Provided text:
------------------------
(Bruce Payne, Stephen Rea, Dimo Alexiev, Velizar Binev, et al / DVD / R / 2015 / LGF)
Overview: A veteran hostage negotiator's next call leads him to an overrun insane asylum. He soon finds that dark forces are pushing the patients to commit atrocities, and he may be the only one that can stop them.
DVD Verdict: Very hard to describe and follow, 'Asylum' (which is hardly the most original title for a "horror" movie ever retold), starts out with a priest and then cuts to these two guys who appear to be editing or adding special effects to a movie. The plot, as is such, is about an eleven-person riot squad racing to an insane asylum to quell a recent inmate outbreak and hostage situation.
They arrive, only to be caught off guard by a sudden barrage of insane patients. When they've finally fought off a wave, two of their squad members are missing, their communications return only static, and the doors are locked. They're trapped, of course. So, they break up into three teams to track down the lost members. The overlying trouble is that strange sounds and religious iconography suggest something beyond insanity has taken over the inmates.
Sure enough, a simple rescue mission quickly morphs into relentless life or death battles with possessed. When McGahey (Rea), a trained, rational hostage negotiator, discovers the ringleader of this possessed insanity is none other than his brother, it falls on him to stop nothing less than the opening of a portal to Hell. All though this mayhem, and the remainder of the movie, it shifts back and forth between the asylum and a mysterious voice over re: the two aforementioned editors making dumb comments about the movie which, BTW was supposed to be found footage, and the producer back in the US!
------------------------
Recorded data:
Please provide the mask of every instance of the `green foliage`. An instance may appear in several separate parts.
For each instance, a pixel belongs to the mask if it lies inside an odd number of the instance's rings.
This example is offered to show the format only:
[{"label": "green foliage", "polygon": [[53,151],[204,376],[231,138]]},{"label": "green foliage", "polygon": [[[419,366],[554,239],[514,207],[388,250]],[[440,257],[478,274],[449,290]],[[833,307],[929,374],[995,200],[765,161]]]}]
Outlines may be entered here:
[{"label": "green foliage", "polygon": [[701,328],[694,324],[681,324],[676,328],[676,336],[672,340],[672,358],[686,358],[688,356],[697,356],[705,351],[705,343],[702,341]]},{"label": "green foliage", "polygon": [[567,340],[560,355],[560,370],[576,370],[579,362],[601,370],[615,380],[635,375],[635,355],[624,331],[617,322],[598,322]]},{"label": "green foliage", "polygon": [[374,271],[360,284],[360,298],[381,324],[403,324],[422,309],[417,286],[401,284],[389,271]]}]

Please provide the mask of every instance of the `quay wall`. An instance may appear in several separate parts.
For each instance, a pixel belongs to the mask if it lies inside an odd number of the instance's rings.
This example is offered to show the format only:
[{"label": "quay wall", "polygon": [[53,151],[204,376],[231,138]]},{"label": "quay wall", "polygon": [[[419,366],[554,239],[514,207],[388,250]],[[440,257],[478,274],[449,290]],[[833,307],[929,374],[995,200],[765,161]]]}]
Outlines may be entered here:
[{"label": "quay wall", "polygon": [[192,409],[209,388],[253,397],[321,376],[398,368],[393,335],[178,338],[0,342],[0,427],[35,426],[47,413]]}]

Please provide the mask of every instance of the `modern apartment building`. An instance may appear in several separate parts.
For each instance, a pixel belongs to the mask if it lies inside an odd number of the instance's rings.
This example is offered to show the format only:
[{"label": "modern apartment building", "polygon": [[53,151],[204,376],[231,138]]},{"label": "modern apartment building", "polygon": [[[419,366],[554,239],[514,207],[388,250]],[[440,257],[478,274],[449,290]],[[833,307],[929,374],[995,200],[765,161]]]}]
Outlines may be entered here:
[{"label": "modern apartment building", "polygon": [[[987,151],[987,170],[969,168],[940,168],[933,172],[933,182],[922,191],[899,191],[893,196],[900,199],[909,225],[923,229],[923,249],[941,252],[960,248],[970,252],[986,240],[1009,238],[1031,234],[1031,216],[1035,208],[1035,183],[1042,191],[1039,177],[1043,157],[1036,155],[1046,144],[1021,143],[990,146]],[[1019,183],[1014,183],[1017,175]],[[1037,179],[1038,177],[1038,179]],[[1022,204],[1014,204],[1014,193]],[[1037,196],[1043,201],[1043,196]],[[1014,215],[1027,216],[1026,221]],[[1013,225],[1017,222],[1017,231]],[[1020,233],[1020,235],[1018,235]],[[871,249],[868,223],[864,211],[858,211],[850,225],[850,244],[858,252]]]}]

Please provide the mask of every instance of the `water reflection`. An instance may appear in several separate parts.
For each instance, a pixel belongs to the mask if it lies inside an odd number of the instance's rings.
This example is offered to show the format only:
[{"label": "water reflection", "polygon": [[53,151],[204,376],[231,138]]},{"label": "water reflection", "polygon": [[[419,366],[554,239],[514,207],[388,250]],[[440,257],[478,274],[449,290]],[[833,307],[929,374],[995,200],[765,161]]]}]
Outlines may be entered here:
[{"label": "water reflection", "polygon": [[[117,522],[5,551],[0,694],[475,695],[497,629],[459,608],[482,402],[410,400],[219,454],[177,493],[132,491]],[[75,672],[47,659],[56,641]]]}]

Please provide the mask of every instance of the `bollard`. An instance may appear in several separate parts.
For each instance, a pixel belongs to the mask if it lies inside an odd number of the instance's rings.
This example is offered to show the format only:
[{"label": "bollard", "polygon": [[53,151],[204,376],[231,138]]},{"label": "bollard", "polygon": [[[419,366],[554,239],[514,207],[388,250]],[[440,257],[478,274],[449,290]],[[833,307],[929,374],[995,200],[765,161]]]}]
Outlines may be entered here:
------------------------
Required action 1: According to the Asylum review, how many teams does the squad split into to find its missing members?
Required action 2: Translate this sentence from the Asylum review into Spanish: "They arrive, only to be caught off guard by a sudden barrage of insane patients."
Required action 3: Reproduce the part of the Asylum review that opens with the words containing "Overview: A veteran" and closes with "and hostage situation.".

Output 1: Three teams.

Output 2: Llegan, solo para ser tomados por sorpresa por una repentina avalancha de pacientes dementes.

Output 3:
Overview: A veteran hostage negotiator's next call leads him to an overrun insane asylum. He soon finds that dark forces are pushing the patients to commit atrocities, and he may be the only one that can stop them.
DVD Verdict: Very hard to describe and follow, 'Asylum' (which is hardly the most original title for a "horror" movie ever retold), starts out with a priest and then cuts to these two guys who appear to be editing or adding special effects to a movie. The plot, as is such, is about an eleven-person riot squad racing to an insane asylum to quell a recent inmate outbreak and hostage situation.